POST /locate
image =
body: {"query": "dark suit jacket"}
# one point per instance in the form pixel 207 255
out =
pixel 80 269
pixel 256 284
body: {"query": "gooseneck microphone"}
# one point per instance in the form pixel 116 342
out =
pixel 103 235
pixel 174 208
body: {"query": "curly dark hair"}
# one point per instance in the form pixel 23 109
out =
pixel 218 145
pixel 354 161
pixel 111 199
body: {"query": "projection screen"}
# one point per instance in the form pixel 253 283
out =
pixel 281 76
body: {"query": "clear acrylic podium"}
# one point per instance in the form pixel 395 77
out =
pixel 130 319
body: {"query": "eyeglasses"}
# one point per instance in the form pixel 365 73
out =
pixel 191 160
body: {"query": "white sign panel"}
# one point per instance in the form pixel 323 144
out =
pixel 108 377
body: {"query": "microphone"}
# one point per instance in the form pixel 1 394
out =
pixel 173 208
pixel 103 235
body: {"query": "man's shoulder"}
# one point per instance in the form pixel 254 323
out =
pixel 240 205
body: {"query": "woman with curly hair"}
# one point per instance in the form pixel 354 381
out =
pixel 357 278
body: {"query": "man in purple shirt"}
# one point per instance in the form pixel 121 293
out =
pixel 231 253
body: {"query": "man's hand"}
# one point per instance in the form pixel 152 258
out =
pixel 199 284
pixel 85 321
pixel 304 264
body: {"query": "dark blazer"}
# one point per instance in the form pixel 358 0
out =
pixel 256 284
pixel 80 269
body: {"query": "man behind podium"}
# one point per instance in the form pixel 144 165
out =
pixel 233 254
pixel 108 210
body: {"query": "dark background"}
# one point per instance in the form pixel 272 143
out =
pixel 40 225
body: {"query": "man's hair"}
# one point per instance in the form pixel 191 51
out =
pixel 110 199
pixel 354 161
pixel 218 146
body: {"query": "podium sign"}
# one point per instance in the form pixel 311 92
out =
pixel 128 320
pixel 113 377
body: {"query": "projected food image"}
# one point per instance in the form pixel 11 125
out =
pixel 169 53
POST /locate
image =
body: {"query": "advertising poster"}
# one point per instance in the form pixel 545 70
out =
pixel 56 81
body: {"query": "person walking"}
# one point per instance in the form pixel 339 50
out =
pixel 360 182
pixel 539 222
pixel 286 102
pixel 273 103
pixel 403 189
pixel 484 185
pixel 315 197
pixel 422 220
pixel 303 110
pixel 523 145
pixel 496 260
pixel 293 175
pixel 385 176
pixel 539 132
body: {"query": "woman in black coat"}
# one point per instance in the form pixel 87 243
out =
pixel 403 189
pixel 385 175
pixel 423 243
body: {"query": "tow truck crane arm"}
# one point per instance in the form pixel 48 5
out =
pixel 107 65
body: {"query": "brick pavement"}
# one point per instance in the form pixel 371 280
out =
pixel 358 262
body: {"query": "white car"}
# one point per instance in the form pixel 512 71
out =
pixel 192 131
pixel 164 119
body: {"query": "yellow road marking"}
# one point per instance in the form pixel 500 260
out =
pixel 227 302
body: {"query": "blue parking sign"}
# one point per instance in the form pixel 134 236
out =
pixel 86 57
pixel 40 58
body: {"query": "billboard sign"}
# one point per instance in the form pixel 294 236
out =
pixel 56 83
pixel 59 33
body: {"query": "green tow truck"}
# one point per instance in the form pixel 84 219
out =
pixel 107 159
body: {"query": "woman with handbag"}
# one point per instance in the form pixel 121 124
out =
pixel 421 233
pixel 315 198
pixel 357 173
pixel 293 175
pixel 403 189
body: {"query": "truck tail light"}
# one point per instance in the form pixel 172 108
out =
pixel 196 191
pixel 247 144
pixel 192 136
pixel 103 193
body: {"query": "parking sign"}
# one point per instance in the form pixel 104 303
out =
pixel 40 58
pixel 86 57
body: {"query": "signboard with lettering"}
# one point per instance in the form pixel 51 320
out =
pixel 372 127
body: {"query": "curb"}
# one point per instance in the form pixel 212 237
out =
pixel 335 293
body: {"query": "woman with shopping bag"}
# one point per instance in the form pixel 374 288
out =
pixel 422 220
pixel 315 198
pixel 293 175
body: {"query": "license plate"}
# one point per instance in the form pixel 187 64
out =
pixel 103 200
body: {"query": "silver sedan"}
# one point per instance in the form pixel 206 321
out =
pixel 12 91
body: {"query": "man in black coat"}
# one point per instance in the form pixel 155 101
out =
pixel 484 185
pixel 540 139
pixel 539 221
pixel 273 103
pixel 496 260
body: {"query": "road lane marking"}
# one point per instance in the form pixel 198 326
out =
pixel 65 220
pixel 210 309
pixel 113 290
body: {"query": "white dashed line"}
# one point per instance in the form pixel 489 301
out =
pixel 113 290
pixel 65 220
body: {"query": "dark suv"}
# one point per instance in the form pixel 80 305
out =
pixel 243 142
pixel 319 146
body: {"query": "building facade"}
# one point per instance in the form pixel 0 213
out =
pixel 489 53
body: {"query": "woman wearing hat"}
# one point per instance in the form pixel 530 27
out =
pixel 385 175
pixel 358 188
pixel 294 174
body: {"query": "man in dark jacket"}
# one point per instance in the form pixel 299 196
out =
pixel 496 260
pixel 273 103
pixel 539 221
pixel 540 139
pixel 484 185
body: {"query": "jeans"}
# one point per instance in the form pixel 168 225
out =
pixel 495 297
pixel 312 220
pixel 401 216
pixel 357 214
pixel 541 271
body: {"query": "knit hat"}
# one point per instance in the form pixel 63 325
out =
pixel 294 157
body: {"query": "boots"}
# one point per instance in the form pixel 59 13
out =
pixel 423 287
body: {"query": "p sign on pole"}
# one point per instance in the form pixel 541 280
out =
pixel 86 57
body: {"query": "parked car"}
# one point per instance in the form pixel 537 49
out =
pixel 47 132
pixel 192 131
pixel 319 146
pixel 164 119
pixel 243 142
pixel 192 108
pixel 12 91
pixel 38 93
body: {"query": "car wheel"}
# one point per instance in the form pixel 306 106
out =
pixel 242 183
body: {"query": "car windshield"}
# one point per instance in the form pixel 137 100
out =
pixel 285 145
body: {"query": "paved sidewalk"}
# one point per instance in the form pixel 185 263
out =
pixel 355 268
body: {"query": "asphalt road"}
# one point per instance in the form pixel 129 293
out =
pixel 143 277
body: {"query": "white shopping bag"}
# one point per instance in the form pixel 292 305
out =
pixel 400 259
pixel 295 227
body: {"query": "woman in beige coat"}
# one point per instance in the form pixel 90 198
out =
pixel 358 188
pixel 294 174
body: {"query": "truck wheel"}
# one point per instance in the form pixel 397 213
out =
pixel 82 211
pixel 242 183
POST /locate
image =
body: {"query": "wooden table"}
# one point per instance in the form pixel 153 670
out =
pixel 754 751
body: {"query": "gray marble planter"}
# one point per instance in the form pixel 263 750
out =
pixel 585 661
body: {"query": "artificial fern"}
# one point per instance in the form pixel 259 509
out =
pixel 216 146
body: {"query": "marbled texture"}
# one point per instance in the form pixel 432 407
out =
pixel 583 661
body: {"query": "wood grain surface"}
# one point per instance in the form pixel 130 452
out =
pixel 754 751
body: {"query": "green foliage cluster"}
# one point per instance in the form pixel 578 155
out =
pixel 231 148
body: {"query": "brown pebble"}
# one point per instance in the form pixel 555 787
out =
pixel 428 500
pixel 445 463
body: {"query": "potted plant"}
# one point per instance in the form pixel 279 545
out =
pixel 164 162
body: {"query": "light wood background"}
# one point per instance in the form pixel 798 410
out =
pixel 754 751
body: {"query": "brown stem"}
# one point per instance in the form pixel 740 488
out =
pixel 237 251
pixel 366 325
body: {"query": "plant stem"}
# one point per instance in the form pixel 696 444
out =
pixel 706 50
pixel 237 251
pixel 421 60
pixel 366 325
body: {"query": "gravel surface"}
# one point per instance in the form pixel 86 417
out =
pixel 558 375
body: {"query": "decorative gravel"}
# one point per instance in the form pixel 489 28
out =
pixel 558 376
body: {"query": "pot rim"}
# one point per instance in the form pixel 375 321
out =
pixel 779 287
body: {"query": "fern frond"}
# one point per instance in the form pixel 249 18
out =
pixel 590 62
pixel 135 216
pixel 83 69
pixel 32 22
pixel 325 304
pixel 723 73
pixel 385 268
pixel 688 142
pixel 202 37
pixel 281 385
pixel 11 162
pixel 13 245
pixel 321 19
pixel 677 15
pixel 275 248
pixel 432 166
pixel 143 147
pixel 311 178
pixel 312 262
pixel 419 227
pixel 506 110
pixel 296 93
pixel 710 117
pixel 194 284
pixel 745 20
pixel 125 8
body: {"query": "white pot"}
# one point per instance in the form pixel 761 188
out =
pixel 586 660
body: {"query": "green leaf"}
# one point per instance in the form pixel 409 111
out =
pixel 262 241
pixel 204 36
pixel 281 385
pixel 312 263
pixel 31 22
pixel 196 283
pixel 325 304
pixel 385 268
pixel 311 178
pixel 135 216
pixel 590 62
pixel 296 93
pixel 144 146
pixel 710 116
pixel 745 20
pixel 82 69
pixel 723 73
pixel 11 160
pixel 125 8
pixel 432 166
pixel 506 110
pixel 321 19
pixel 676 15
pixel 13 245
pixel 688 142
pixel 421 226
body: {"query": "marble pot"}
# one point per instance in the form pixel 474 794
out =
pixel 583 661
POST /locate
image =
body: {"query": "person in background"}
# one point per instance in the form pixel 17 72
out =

WHAT THE EXERCISE ASKS — Say how many lines of the listing above contain "jacket", giving nothing but the number.

SOLVED EXERCISE — 2